Locate every line in the rows below that contains the word "plain" and copy each of those lines out, treating uppercase and lowercase letters as different.

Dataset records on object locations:
┄┄┄┄┄┄┄┄┄┄
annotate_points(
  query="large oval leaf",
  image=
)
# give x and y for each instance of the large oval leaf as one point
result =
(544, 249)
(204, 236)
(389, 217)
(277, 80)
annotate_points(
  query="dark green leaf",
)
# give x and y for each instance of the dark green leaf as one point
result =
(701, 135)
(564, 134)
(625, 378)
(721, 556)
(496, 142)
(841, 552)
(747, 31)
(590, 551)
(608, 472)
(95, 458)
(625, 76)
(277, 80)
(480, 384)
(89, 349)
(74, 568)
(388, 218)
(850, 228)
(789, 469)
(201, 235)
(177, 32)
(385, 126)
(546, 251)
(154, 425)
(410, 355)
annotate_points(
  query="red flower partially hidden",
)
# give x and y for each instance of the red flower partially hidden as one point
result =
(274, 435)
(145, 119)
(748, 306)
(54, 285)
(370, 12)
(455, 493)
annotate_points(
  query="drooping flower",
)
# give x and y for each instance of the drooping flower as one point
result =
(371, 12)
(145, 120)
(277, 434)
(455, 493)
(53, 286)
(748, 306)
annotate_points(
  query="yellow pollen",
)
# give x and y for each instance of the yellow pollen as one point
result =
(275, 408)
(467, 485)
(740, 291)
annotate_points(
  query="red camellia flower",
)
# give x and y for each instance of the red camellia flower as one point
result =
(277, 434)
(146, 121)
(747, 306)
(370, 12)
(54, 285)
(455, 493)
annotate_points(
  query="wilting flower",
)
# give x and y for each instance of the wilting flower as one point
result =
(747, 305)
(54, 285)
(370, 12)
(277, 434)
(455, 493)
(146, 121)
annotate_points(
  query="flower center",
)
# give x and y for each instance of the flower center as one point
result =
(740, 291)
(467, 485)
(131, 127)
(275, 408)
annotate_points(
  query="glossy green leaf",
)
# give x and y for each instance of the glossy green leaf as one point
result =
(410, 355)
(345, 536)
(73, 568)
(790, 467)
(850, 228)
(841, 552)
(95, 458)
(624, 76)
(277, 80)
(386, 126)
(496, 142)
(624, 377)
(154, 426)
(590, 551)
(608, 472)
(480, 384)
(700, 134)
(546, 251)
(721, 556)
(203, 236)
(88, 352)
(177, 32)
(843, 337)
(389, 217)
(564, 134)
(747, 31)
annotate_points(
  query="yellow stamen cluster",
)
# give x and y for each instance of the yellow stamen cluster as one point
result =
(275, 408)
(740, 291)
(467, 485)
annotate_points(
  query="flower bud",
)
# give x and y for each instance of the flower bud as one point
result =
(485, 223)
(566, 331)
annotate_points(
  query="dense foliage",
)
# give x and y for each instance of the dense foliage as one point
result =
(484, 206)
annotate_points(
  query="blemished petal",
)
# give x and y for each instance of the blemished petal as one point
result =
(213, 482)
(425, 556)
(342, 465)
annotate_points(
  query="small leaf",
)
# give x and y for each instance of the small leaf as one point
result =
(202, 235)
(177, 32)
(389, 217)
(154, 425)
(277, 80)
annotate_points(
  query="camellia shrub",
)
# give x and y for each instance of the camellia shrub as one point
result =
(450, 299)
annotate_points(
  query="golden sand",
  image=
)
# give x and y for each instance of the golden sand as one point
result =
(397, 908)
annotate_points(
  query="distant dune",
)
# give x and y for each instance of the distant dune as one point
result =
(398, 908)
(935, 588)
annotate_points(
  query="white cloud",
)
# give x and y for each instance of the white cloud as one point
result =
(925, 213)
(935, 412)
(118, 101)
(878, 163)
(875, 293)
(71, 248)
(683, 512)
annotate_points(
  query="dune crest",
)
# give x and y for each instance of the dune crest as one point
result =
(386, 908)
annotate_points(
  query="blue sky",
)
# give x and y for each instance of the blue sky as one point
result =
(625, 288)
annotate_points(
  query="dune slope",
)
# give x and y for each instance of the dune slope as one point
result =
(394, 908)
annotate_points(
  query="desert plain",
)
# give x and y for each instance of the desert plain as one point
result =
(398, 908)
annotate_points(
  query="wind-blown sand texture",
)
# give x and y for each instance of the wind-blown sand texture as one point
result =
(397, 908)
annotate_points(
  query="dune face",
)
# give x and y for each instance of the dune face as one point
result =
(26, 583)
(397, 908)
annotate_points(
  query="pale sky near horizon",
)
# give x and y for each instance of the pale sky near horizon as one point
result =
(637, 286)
┄┄┄┄┄┄┄┄┄┄
Final answer:
  query="desert plain",
# give x and y for each instance of the desert plain as one point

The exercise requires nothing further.